- [TASK GOAL]
Gather every line from the entries below that includes "target".

- [TASK INPUTS]
--------

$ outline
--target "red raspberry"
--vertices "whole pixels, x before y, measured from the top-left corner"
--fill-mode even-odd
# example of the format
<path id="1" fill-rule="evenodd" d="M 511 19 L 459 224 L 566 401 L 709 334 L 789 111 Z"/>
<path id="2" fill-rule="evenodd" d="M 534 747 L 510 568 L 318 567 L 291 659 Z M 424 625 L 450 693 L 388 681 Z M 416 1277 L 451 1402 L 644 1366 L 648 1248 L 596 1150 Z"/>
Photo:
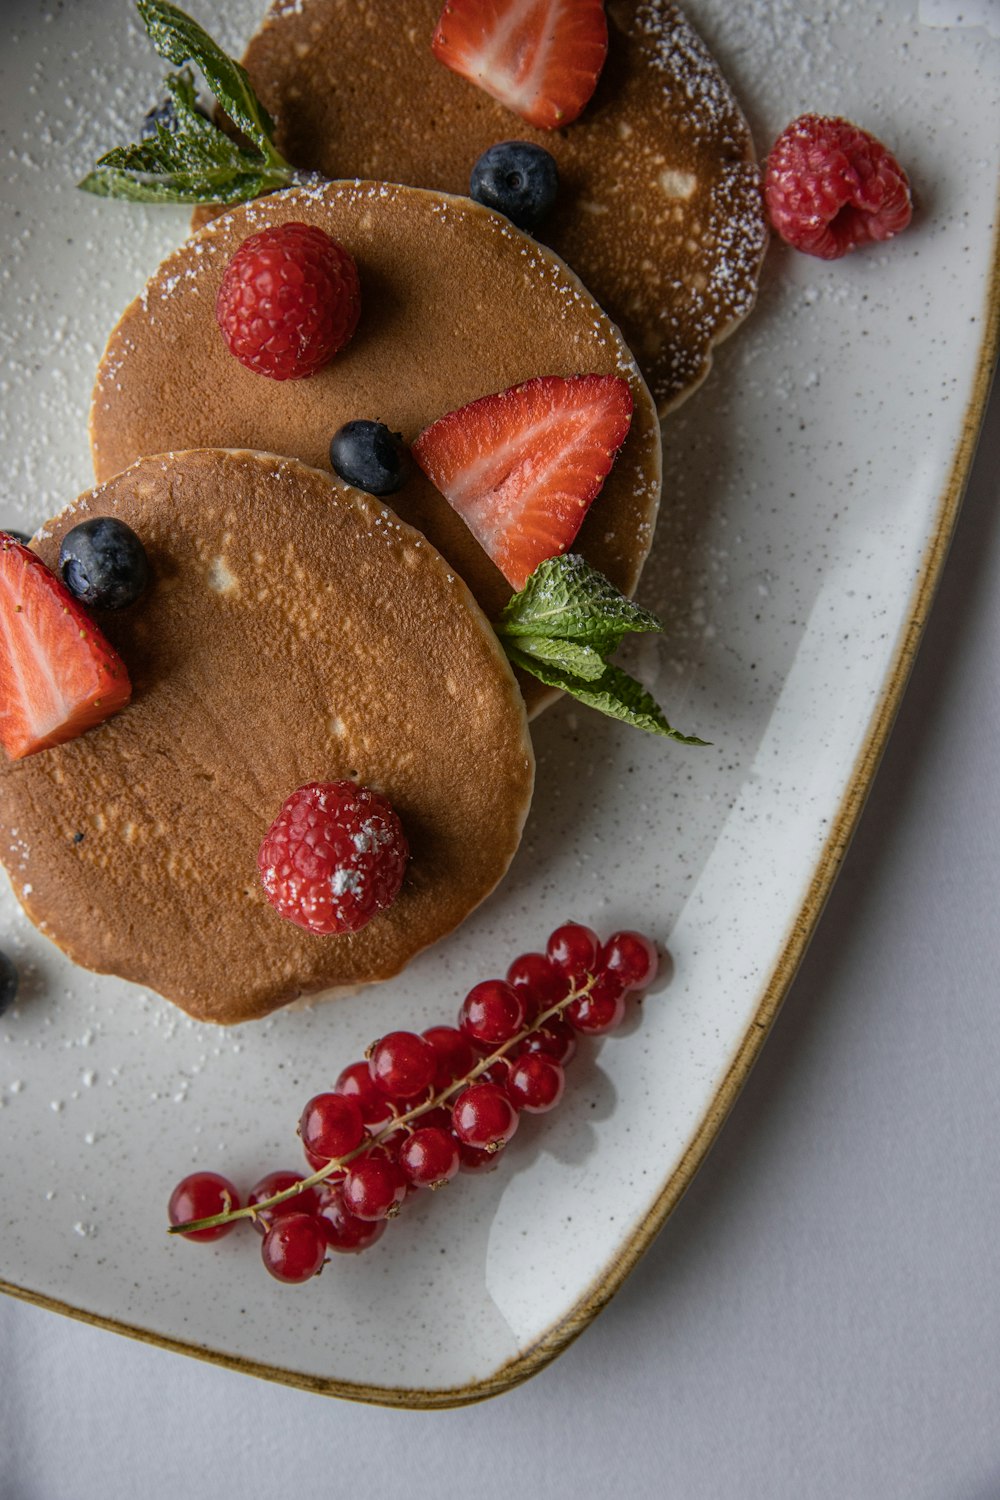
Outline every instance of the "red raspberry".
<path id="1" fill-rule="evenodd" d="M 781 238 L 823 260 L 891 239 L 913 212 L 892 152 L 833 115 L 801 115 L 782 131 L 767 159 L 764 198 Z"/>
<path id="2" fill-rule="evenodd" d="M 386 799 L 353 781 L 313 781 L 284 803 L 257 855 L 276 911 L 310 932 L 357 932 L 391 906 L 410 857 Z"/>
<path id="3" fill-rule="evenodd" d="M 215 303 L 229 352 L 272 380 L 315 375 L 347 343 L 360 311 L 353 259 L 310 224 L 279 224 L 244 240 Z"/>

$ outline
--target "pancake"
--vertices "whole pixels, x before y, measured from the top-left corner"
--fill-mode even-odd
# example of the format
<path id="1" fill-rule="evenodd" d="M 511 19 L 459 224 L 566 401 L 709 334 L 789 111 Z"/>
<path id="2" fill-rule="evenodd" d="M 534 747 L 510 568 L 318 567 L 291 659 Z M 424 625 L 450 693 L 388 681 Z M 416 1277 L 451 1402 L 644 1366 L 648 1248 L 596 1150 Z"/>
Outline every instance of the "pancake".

--------

- [TASK OUTPUT]
--target "red raspberry"
--target "pancake"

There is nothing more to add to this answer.